*RECORDS FOR THIS TASK*
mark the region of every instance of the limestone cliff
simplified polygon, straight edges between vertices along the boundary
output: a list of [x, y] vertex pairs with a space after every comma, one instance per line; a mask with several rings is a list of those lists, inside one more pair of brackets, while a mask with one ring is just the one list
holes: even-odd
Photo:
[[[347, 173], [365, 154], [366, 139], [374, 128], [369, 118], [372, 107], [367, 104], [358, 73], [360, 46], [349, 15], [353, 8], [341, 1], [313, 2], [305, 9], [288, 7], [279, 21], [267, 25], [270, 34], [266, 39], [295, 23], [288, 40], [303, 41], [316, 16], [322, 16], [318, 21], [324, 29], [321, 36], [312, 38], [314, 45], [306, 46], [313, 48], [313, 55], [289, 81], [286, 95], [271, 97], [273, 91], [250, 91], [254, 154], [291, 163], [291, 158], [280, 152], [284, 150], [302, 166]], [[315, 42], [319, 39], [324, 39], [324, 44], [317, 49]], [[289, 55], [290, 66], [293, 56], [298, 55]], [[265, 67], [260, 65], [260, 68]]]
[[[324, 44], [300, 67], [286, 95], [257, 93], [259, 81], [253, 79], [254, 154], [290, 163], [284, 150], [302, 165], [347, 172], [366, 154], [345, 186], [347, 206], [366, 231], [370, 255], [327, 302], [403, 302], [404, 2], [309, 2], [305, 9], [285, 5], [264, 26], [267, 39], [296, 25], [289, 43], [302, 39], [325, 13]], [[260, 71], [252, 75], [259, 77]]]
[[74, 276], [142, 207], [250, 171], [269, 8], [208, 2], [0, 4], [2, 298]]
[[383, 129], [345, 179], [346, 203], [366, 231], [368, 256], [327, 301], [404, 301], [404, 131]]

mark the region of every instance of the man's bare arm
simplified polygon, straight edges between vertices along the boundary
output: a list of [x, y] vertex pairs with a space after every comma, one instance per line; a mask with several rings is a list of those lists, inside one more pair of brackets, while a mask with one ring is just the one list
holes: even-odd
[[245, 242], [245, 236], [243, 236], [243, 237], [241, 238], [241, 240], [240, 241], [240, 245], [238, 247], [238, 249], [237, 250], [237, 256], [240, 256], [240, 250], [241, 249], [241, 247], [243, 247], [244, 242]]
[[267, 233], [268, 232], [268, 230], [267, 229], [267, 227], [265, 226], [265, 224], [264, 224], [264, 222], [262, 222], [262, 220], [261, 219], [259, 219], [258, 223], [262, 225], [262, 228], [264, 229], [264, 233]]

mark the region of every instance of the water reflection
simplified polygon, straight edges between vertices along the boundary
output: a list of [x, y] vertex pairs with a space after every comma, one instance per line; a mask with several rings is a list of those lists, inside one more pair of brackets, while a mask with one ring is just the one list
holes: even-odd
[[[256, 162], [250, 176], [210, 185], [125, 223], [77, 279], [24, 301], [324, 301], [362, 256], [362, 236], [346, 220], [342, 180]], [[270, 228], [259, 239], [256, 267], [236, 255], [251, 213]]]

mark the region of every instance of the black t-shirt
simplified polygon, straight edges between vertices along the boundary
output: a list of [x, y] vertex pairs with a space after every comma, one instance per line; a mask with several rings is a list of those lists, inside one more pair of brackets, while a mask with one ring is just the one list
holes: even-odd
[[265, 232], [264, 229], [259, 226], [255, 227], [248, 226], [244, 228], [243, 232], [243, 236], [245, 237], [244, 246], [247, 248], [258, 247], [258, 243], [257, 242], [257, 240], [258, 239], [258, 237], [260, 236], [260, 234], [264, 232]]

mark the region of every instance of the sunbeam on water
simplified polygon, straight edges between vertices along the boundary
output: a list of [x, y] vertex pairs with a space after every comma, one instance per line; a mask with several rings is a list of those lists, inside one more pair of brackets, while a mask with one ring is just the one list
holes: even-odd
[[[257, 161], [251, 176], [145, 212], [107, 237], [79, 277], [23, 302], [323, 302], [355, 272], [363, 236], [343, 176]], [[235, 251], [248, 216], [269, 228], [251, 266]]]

==

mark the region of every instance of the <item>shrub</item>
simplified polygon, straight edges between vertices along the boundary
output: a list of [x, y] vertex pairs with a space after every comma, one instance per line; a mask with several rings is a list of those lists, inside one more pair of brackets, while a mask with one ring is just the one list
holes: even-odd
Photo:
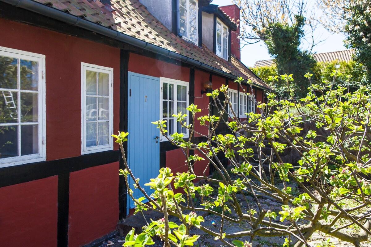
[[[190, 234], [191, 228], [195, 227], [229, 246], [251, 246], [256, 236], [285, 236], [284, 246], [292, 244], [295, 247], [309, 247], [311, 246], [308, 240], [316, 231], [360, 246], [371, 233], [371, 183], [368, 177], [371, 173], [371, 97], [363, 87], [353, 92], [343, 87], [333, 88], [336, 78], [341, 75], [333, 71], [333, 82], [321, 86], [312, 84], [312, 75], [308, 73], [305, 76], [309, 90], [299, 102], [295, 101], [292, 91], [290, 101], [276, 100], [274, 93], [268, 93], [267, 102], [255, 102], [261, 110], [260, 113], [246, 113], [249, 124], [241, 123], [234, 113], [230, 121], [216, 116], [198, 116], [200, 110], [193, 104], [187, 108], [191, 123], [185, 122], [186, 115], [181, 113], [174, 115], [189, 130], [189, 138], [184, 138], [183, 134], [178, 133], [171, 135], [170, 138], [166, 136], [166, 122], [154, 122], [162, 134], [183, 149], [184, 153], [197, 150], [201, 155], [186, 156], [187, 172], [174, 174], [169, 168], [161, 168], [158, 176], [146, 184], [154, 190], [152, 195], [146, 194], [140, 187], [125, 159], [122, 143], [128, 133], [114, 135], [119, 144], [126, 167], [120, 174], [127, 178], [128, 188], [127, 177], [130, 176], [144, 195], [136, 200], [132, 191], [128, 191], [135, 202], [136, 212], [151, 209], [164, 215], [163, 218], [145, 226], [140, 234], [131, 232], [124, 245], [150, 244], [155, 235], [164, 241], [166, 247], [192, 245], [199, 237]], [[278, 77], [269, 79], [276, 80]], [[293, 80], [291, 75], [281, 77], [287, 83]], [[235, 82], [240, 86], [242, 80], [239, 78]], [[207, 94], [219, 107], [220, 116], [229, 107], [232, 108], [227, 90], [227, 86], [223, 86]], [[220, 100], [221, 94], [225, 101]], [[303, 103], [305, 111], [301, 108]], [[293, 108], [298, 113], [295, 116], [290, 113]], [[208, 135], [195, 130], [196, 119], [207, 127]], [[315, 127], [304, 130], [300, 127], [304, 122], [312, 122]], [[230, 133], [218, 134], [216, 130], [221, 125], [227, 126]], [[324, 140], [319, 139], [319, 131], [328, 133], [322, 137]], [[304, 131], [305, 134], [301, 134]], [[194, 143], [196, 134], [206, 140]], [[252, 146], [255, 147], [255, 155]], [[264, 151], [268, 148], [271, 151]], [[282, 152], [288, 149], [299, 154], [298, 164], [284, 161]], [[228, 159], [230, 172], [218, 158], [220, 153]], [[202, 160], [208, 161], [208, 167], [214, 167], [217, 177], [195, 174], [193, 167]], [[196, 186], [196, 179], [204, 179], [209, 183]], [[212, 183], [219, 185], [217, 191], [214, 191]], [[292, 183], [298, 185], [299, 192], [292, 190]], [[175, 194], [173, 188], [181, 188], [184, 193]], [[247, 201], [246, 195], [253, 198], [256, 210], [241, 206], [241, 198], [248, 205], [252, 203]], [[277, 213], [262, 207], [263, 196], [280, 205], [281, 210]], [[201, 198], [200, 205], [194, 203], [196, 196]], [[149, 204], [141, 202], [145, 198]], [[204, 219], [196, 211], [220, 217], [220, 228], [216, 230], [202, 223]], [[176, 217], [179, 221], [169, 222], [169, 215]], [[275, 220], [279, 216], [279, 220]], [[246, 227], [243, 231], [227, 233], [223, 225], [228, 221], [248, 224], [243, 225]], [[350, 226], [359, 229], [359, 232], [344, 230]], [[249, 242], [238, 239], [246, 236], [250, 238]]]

...

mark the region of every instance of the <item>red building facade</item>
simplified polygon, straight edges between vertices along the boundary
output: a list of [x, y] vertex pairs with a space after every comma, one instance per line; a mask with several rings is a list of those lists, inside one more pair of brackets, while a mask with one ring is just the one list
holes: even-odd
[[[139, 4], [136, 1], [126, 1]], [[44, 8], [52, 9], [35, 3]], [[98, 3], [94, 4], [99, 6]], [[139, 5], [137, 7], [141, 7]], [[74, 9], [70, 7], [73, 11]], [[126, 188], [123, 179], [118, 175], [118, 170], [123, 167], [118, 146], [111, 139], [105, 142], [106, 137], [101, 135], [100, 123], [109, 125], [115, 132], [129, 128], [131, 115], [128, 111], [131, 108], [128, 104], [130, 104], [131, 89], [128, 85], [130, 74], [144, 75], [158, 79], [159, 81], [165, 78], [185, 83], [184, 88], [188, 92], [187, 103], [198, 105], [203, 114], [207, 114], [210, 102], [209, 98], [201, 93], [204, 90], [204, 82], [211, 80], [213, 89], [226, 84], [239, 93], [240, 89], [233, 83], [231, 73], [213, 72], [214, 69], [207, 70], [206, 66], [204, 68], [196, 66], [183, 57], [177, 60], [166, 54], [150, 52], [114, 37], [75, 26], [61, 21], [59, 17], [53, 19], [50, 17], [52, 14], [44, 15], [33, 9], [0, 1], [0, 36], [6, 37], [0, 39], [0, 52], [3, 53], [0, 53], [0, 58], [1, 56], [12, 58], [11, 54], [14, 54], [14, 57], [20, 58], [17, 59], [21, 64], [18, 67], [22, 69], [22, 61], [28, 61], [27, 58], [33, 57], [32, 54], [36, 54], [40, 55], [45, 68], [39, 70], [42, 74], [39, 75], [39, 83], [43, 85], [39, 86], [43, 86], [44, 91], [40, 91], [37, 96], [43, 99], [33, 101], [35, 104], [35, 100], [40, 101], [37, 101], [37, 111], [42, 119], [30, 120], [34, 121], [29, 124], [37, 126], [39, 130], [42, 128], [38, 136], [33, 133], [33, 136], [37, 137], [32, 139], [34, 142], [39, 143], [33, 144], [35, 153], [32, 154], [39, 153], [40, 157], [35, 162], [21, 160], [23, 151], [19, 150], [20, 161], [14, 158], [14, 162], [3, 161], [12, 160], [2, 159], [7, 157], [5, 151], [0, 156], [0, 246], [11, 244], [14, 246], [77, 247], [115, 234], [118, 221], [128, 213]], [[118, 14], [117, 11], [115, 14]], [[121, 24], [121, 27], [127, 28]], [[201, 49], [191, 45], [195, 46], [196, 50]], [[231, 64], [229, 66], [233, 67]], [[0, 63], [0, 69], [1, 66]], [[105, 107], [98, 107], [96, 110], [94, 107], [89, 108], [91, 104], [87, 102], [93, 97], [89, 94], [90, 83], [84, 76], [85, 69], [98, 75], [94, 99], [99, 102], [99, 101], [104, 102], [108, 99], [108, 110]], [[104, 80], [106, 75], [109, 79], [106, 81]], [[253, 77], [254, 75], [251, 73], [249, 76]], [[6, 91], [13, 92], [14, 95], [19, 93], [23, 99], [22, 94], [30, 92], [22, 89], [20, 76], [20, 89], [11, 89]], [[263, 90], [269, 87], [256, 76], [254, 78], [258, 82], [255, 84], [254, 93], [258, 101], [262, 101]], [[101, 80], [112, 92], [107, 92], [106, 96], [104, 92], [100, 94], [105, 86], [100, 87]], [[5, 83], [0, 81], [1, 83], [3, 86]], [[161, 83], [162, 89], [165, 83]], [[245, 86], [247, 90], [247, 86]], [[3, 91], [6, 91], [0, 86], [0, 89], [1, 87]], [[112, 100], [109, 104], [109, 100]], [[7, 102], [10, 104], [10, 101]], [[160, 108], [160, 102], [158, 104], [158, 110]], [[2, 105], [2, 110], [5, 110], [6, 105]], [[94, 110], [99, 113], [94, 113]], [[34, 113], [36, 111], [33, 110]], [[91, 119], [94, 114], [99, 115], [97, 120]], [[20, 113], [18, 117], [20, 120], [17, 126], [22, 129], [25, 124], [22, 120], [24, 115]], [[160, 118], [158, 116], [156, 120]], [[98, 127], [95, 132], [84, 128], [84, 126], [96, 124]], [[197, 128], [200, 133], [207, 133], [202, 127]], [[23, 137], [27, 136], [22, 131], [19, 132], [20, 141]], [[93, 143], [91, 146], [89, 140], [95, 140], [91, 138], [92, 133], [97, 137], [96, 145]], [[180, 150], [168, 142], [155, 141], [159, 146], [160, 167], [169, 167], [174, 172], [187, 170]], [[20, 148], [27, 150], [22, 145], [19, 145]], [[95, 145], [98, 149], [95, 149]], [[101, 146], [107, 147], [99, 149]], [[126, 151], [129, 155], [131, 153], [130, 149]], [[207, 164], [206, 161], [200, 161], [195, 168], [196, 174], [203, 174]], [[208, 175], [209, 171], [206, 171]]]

*WHAT THE TASK ASKS*
Please return the listing lines unchanged, starting with the line that contains "mark the region of every instance of the limestone" and going on through the line that contains "65], [260, 68]]]", with both of those lines included.

*OUTPUT*
mark the region of every instance of the limestone cliff
simplified polygon, straight edges between vertices along the boundary
output: a list of [x, y] vertex pairs with a space after every comma, one instance per line; a mask with several rings is a list of those lists, inside one more pair of brackets, while a mask with one ring is just the one list
holes: even-odd
Photo:
[[[347, 173], [365, 154], [366, 139], [374, 128], [369, 118], [372, 107], [367, 104], [358, 73], [360, 46], [349, 15], [353, 8], [341, 1], [313, 2], [305, 9], [288, 7], [279, 21], [267, 25], [270, 34], [266, 39], [295, 23], [288, 40], [303, 41], [316, 16], [322, 16], [318, 21], [324, 29], [321, 36], [312, 38], [314, 45], [306, 46], [313, 48], [313, 55], [289, 81], [286, 95], [271, 97], [273, 91], [250, 91], [254, 154], [291, 163], [291, 158], [280, 152], [284, 150], [302, 166]], [[315, 42], [319, 39], [324, 39], [324, 44], [317, 49]], [[289, 55], [290, 66], [293, 56], [298, 55]], [[265, 67], [260, 65], [260, 68]]]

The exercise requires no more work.